→ **What the task requires**:
Reproduce the material word for word; the images stay out.

→ **Material for the task**:

###

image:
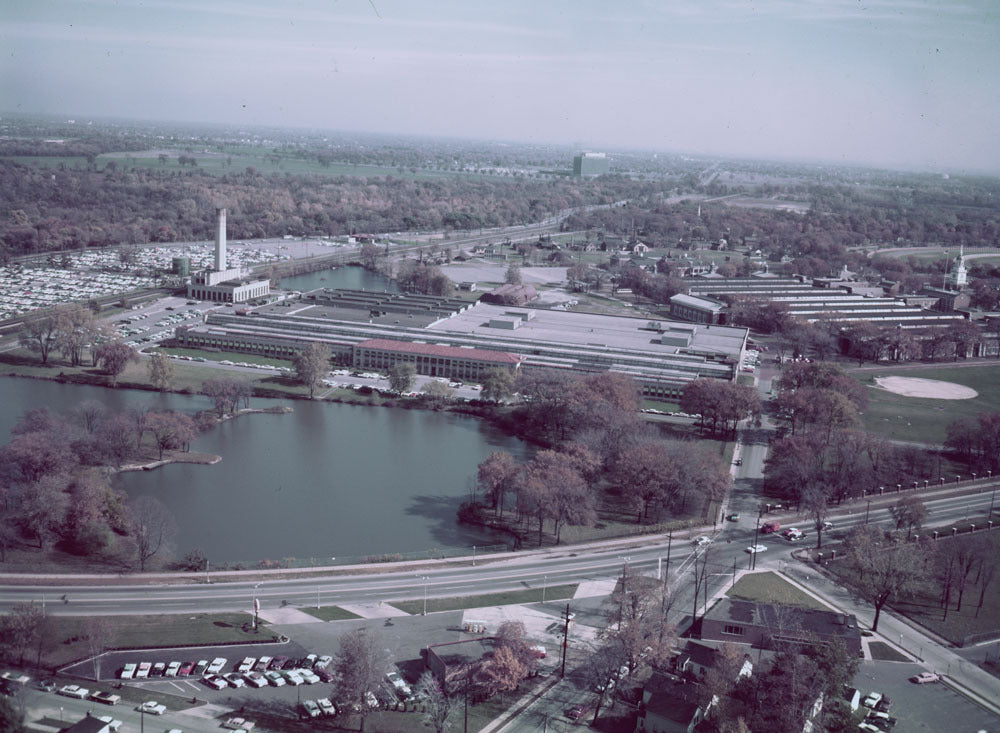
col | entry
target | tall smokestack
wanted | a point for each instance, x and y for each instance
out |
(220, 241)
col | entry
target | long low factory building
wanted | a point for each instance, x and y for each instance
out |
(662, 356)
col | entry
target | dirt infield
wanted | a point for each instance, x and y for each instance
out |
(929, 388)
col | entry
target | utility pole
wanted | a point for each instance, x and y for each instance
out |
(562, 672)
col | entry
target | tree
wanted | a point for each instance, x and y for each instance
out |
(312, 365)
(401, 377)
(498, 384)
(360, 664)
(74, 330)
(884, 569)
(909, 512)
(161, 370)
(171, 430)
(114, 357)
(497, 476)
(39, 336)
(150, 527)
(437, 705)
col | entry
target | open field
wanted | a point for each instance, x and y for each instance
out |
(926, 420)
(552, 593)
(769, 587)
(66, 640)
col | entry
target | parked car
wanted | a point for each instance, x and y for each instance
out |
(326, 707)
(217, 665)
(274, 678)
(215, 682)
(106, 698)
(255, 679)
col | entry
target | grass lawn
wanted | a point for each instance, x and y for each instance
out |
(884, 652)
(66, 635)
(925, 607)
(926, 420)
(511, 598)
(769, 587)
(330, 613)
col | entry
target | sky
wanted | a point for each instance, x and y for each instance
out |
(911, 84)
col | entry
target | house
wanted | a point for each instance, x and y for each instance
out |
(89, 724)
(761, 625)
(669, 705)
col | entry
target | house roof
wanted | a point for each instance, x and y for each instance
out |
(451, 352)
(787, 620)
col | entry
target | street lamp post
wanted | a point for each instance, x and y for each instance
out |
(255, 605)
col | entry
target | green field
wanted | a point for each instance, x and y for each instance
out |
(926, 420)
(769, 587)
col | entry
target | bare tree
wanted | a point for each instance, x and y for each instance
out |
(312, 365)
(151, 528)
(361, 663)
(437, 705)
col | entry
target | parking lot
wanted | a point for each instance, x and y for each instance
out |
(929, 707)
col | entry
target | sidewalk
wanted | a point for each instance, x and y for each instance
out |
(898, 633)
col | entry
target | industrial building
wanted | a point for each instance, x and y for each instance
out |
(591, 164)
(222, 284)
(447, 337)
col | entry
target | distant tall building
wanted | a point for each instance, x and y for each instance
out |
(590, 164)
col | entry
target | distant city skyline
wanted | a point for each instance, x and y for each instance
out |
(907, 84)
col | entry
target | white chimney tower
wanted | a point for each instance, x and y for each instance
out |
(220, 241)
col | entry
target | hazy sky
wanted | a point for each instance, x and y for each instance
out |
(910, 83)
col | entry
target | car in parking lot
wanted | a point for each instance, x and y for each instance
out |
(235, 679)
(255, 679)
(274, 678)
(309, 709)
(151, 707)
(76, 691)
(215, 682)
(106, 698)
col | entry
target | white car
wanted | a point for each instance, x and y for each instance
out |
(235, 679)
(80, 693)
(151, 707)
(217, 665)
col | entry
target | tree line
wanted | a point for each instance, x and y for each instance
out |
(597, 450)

###

→ **Task output**:
image:
col | entry
target | tall smokestack
wanted | a point for each instance, x and y for each instance
out |
(220, 241)
col | entry
target | long low factory building
wanted | a point for each instance, x and y for each instance
out |
(662, 356)
col | entry
target | dirt infield
wanted | a point for each instance, x and y for each instance
out |
(929, 388)
col | entry
target | utility pole
wanted | a point for each instance, x and y for each instance
out |
(562, 672)
col | entry
target | tree
wanted | a point for each instance, x and y for each instance
out |
(312, 365)
(401, 377)
(498, 384)
(360, 664)
(74, 330)
(884, 569)
(909, 512)
(161, 370)
(171, 430)
(114, 357)
(497, 476)
(39, 336)
(150, 527)
(437, 705)
col | entry
target | open field
wanted | a point for each instance, x and y for each instance
out |
(926, 420)
(552, 593)
(769, 587)
(66, 640)
col | entry
target | parked car
wanted | a point for each instance, x and y for each instance
out |
(326, 707)
(217, 665)
(274, 678)
(215, 682)
(106, 698)
(255, 679)
col | entry
target | grass lawn
wanted | a point for each instance, x and y for each instance
out |
(884, 652)
(66, 635)
(925, 607)
(926, 420)
(511, 598)
(769, 587)
(330, 613)
col | entry
target | sky
wanted | a point for each instance, x and y for each instance
out |
(911, 84)
col | entry
target | house
wanted | a point for each instance, x and y for each instance
out |
(89, 724)
(761, 625)
(669, 705)
col | entry
target | house roof
wanted | a point for each instance, x and y for each instance
out |
(451, 352)
(787, 620)
col | entry
target | street lamp post
wanted | a point for each instance, x and y for each instance
out |
(255, 605)
col | entry
target | green field
wanted | a point for each instance, x and y for each instance
out |
(926, 420)
(769, 587)
col | entry
target | bare tree
wanted | a point for each instance, x and y for each instance
out |
(312, 365)
(151, 528)
(361, 663)
(437, 705)
col | entry
target | parking lot
wanted | a point for each instance, x and y for each instance
out |
(929, 707)
col | entry
target | sidewalk
wanted | a point for each instance, x and y for each instance
out |
(898, 633)
col | entry
target | industrial building
wanted | a point for each instance, x and y for each instance
out |
(591, 164)
(222, 284)
(447, 337)
col | entry
target | distant tall building
wanted | a point for each instance, x and y for each instance
out |
(590, 164)
col | entry
target | distant city skyline
wanted | a point for each instance, x and y for each instance
out |
(907, 84)
col | entry
target | white chimney tower
wanted | a point for each instance, x and y for each instance
out |
(220, 241)
col | entry
target | hazy sky
wanted | a point for each instance, x and y for each instance
out |
(910, 83)
col | entry
target | car in parking lot
wanted | a point for each instance, x and y for each instance
out |
(235, 679)
(255, 679)
(274, 678)
(309, 709)
(151, 707)
(76, 691)
(215, 682)
(106, 698)
col | entry
target | white car
wanted | a point for each instance, x and y for each instance
out |
(235, 679)
(80, 693)
(151, 707)
(217, 665)
col | entry
target | tree line
wanted | a point for each instance, x and y for each instance
out |
(597, 450)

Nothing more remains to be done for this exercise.